» **Aim 1**
In the text on Polars lazy evaluation, how many columns does projection pushdown load out of the five available?

» **Provided text**
§ §
Lazy Evaluation and Query Optimization
Polars’ lazy API is where it truly shines. Instead of executing operations immediately, it builds a query plan that can be optimized holistically.
import polars as pl
# Create a lazy frame
lf = pl.scan_csv("benchmark.csv")
# Build a complex query
query = (
lf
.filter(pl.col("value") > 0)
.filter(pl.col("category").is_in(["A", "B"]))
.with_columns(
(pl.col("value") * 2).alias("doubled")
)
.group_by("category")
.agg([
pl.col("doubled").mean().alias("avg_doubled"),
pl.col("id").count().alias("count")
])
.filter(pl.col("count") > 1000)
)
# Inspect the optimized plan
print("Optimized Query Plan:")
print(query.explain())
Output:
Optimized Query Plan:
FILTER [(col("count")) > (1000)] FROM
AGGREGATE
[col("doubled").mean().alias("avg_doubled"), col("id").count().alias("count")]
BY [col("category")]
FROM
WITH_COLUMNS:
[[(col("value")) * (2.0)].alias("doubled")]
CSV SCAN benchmark.csv
PROJECT 3/5 COLUMNS
SELECTION: [(col("value")) > (0.0)] & [(col("category").is_in([Series]))]
Notice what Polars did automatically:
- Predicate pushdown: Both filter conditions are pushed down to the CSV scan, reducing rows read from disk.
- Projection pushdown: Only 3 of 5 columns are loaded—those actually needed for the query.
- Filter combination: Multiple filters are merged into a single predicate.
Pandas cannot do this. Each operation executes immediately, creating intermediate DataFrames that may be discarded moments later.
Memory Efficiency
Beyond raw speed, memory efficiency determines whether your pipeline runs at all on limited hardware.
import pandas as pd
import polars as pl
import numpy as np
# Mixed-type DataFrame with nulls
n = 1_000_000
data = {
"int_col": np.random.randint(0, 1000, n),
"float_col": np.random.randn(n),
"string_col": np.random.choice(["alpha", "beta", "gamma", None], n),
"bool_col": np.random.choice([True, False, None], n),
}
# Introduce nulls
data["int_col"] = np.where(np.random.random(n) < 0.1, None, data["int_col"])
data["float_col"] = np.where(np.random.random(n) < 0.1, np.nan, data["float_col"])
pdf = pd.DataFrame(data)
plf = pl.DataFrame(data)
print("Memory Usage Breakdown:")
print("\nPandas:")
print(pdf.memory_usage(deep=True))
print(f"Total: {pdf.memory_usage(deep=True).sum() / 1024**2:.2f} MB")
print("\nPolars:")
print(f"Total: {plf.estimated_size() / 1024**2:.2f} MB")
Polars’ advantages compound with nullable types. Pandas historically used object dtype for nullable integers, wasting memory. While Pandas now offers nullable dtypes (Int64, string), they’re not the default and require explicit specification. Polars handles nulls natively in Arrow format with minimal overhead.
§ §
» **The records**

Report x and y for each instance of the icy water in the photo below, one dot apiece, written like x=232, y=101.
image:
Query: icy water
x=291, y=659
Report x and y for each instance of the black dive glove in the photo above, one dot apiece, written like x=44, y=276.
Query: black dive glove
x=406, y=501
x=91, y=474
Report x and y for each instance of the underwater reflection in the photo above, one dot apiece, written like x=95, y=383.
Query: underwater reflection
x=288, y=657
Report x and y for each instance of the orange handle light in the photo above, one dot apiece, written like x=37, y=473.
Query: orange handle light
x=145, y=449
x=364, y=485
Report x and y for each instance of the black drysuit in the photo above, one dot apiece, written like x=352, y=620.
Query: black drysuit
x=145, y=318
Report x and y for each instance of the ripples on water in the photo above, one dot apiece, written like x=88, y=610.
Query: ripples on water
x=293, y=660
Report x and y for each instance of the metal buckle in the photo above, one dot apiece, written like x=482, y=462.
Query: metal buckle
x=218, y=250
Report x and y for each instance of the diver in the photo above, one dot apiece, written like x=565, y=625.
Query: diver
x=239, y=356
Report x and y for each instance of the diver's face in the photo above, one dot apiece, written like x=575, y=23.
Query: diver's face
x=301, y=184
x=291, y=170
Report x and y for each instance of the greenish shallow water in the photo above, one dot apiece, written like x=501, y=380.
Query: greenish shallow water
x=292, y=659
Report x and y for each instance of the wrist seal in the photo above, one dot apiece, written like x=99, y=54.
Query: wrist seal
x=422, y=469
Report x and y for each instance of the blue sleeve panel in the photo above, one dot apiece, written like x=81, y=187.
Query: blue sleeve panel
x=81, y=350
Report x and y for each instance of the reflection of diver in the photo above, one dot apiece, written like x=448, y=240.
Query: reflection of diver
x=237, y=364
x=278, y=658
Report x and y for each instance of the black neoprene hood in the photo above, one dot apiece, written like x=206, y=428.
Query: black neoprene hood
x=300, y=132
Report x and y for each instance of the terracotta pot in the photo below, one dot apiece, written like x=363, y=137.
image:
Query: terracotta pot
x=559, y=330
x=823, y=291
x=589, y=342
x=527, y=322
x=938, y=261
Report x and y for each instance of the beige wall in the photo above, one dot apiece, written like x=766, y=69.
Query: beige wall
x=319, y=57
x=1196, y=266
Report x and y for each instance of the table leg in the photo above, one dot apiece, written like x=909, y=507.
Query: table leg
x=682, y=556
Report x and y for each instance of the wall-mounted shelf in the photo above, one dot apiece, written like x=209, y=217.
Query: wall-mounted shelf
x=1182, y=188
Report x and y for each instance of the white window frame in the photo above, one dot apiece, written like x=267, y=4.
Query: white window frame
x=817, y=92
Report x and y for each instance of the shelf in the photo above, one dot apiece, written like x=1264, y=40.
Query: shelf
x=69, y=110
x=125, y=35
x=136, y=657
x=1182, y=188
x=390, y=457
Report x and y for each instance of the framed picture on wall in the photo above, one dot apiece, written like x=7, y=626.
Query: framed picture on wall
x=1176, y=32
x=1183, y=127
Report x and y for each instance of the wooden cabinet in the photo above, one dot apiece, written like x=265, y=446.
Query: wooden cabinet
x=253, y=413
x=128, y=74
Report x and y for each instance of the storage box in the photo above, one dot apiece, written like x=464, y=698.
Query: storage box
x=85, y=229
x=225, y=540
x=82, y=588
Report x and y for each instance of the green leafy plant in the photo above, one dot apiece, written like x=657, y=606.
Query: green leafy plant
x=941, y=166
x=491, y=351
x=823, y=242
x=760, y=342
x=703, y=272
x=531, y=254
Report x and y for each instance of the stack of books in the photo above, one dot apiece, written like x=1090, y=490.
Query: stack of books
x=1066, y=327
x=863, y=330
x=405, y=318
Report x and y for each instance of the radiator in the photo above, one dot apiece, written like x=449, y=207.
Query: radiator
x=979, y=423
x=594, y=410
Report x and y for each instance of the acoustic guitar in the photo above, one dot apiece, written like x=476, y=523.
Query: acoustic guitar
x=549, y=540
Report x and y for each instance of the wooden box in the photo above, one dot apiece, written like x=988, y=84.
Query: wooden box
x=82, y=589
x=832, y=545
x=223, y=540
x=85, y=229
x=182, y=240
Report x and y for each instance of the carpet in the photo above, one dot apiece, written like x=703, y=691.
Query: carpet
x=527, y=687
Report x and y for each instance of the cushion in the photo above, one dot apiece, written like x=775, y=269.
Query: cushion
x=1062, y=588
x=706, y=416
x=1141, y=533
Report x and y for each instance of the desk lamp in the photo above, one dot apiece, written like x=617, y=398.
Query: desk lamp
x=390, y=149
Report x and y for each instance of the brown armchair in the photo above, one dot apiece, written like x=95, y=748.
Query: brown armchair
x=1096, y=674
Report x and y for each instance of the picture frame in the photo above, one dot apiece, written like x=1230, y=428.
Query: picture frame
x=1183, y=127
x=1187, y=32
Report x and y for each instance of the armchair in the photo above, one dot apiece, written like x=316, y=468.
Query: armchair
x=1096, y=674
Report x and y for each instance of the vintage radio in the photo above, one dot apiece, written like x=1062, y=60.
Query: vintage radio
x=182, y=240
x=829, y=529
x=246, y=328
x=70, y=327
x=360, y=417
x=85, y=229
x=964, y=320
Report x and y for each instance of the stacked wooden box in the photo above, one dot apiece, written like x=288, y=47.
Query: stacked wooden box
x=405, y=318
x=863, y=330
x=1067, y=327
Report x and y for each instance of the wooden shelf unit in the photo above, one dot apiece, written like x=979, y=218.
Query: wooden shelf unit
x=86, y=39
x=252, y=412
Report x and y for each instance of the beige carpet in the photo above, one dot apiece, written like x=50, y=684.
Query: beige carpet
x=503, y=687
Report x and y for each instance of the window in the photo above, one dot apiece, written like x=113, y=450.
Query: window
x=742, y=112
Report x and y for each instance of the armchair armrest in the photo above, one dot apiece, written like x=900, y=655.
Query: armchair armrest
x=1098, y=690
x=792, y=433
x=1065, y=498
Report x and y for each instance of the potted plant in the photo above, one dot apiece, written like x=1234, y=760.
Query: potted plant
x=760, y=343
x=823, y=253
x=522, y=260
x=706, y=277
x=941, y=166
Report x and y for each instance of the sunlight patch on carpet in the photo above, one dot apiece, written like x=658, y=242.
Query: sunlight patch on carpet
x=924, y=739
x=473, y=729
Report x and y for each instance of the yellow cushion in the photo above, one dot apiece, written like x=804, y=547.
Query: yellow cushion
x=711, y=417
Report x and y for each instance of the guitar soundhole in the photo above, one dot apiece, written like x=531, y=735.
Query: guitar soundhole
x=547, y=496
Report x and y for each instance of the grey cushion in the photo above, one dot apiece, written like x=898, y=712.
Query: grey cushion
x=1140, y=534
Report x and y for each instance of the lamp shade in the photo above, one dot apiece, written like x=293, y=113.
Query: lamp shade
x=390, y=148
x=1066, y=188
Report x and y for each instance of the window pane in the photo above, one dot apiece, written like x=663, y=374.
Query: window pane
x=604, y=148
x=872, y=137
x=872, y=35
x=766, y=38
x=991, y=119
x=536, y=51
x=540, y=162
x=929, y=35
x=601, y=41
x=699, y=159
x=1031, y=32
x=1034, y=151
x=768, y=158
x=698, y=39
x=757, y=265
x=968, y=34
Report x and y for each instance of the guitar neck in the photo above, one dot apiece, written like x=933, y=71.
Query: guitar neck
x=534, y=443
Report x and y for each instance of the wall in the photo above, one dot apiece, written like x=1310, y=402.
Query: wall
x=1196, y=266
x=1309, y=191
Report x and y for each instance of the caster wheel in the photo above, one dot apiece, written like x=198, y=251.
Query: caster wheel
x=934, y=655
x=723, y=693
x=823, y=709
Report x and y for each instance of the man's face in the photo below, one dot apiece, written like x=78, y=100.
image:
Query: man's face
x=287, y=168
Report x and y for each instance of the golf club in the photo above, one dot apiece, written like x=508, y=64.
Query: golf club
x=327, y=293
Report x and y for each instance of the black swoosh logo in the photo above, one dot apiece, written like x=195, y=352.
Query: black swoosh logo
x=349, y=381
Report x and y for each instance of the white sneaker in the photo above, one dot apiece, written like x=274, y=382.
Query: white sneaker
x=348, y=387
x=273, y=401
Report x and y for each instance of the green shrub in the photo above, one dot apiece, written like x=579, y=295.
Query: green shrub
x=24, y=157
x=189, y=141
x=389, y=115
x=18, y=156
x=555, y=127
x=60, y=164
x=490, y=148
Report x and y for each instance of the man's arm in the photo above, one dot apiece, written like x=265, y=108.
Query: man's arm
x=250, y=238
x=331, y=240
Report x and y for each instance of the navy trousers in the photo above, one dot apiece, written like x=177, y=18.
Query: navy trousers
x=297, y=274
§ §
» **Aim 2**
Copy the records from the line containing "Report x and y for each instance of the diver's" up to and including the line containing "x=300, y=132".

» **Full solution 1**
Three of the five columns are loaded.

» **Full solution 2**
Report x and y for each instance of the diver's face in the photo above, one dot apiece, written like x=575, y=23.
Query: diver's face
x=301, y=184
x=291, y=170
Report x and y for each instance of the greenish shallow water in the photo above, one dot apiece, written like x=501, y=380.
Query: greenish shallow water
x=292, y=659
Report x and y for each instance of the wrist seal in the photo above, one dot apiece, written like x=99, y=54.
Query: wrist seal
x=422, y=469
Report x and y for each instance of the blue sleeve panel in the photo above, one dot apiece, written like x=81, y=187.
Query: blue sleeve panel
x=81, y=350
Report x and y for each instance of the reflection of diver in the photo above, one dot apiece, written like x=448, y=240.
Query: reflection of diver
x=237, y=364
x=278, y=658
Report x and y for each instance of the black neoprene hood in the photo above, one dot apiece, written like x=206, y=428.
Query: black neoprene hood
x=300, y=132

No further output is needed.